![mobydick](mobydick.jpg)

In this workspace, you'll scrape the novel Moby Dick from the website [Project Gutenberg](https://www.gutenberg.org/) (which contains a large corpus of books) using the Python `requests` package. You'll extract words from this web data using `BeautifulSoup` before analyzing the distribution of words using the Natural Language ToolKit (`nltk`) and `Counter`.

The Data Science pipeline you'll build in this workspace can be used to visualize the word frequency distributions of any novel you can find on Project Gutenberg.

In [7]:
import requests
from bs4 import BeautifulSoup
import nltk
from collections import Counter
from nltk.tokenize import RegexpTokenizer

nltk.download('stopwords')
from nltk.corpus import stopwords

url = "https://s3.amazonaws.com/assets.datacamp.com/production/project_147/datasets/2701-h.htm"
r = requests.get(url)
r.encoding = 'utf-8'

html = r.text

# REQUIRED VARIABLE NAME
html_soup = BeautifulSoup(html, "html.parser")

> **Exercise requirements**:
(a) Collect each line of the records that contains the string "table".
(b) Extend the Moby Dick word-frequency notebook past its final line of code.
The records have no connection to the Moby Dick scraping notebook.

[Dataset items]

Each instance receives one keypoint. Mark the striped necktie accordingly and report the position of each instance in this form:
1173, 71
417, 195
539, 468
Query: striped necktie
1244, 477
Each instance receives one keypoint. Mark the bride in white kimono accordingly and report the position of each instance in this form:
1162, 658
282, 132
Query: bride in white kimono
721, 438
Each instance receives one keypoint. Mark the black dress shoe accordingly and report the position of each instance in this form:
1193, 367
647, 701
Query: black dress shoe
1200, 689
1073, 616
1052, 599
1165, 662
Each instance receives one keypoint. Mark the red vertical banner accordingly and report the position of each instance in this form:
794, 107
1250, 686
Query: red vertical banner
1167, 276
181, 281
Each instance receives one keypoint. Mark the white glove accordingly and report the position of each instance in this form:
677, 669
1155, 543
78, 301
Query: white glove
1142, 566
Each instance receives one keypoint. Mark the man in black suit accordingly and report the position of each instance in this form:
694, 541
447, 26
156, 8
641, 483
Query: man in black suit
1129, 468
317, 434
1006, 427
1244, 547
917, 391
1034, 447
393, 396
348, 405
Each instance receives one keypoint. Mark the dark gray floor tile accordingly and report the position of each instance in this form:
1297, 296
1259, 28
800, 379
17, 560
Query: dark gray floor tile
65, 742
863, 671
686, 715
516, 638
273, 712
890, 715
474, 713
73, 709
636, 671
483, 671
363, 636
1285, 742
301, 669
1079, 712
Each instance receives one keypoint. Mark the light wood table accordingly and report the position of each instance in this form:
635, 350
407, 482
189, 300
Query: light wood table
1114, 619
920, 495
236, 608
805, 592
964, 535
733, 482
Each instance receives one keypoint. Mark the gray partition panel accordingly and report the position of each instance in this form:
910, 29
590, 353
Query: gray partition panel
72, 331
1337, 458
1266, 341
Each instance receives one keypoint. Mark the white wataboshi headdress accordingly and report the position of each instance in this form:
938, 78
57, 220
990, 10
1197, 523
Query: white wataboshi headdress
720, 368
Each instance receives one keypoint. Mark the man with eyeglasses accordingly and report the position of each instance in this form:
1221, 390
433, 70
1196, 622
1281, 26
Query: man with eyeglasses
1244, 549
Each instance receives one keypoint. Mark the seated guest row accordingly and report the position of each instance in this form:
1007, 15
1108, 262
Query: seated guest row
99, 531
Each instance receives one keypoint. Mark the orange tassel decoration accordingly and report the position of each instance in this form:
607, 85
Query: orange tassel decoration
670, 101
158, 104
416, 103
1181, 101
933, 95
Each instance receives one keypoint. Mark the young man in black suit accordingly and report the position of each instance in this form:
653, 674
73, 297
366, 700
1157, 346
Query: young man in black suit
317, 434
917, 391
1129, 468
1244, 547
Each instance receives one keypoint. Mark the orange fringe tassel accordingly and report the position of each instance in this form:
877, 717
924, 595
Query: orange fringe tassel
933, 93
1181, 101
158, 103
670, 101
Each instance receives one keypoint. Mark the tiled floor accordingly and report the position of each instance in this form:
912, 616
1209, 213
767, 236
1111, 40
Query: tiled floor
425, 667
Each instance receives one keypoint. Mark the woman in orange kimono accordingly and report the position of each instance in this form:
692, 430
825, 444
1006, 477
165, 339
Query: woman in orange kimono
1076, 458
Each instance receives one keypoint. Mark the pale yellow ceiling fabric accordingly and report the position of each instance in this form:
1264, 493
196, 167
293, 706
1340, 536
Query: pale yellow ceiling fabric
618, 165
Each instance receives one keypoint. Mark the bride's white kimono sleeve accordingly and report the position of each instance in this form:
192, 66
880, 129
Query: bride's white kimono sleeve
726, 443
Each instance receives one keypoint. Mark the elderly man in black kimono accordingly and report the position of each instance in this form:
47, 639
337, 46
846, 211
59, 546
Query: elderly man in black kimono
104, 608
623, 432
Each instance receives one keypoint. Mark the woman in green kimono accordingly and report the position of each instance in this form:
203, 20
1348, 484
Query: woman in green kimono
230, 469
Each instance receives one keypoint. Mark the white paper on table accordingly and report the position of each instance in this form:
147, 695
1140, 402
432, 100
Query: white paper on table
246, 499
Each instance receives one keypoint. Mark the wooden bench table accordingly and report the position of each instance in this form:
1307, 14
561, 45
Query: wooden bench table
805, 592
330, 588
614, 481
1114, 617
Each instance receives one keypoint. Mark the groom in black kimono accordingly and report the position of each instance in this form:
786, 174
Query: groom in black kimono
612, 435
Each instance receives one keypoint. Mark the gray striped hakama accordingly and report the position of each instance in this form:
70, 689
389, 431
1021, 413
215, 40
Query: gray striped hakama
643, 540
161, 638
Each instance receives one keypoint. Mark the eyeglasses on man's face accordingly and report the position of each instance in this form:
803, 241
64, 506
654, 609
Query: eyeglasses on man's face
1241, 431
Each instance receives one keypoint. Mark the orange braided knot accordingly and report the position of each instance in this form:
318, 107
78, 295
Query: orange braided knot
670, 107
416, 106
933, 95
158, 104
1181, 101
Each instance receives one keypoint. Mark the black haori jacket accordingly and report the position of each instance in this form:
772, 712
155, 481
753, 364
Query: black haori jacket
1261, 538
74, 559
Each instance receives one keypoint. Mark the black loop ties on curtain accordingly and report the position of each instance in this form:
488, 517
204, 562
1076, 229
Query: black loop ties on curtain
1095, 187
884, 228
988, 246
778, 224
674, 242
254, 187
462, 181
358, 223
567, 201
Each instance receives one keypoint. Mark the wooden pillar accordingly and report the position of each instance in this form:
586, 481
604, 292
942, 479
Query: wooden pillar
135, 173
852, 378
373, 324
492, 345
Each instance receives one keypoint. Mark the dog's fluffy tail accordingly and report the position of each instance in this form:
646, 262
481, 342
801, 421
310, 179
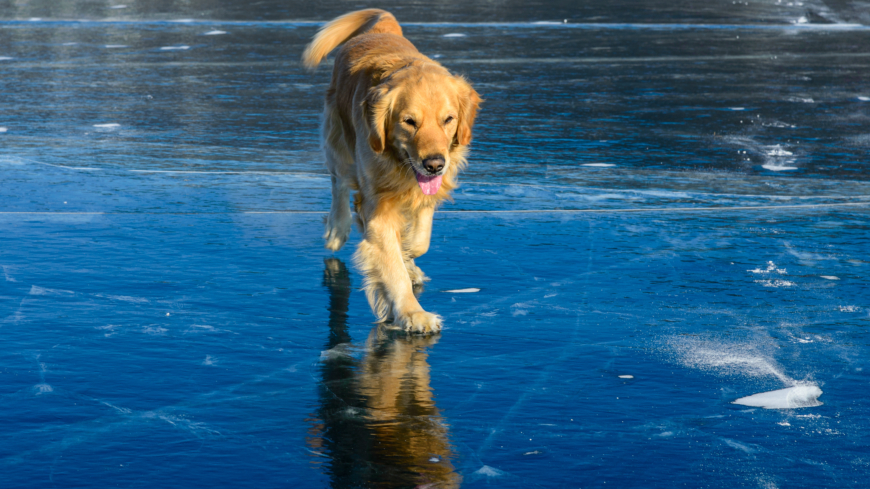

> **Results of the tasks**:
(a)
Each instance receives one keypoint. Mark the light wood table accordingly and report the position of each instance in this form:
Query: light wood table
Each instance receives one keypoint. Mark the white paper on table accordingly and report the position of each instance in this form:
Query: white paper on table
Each instance receives one keypoint. Mark the wooden bench table accordingly and report the position of each instance in this form:
Query: wooden bench table

(b)
moby_text = html_soup.get_text()

tokenizer = RegexpTokenizer(r'\w+')
tokens = tokenizer.tokenize(moby_text)

words = [w.lower() for w in tokens]

stop_words = stopwords.words('english')
words_no_stop = [w for w in words if w not in stop_words]

count = Counter(words_no_stop)
top_ten = count.most_common(10)
print(top_ten)


[nltk_data] Downloading package stopwords to /home/repl/nltk_data...
[nltk_data]   Package stopwords is already up-to-date!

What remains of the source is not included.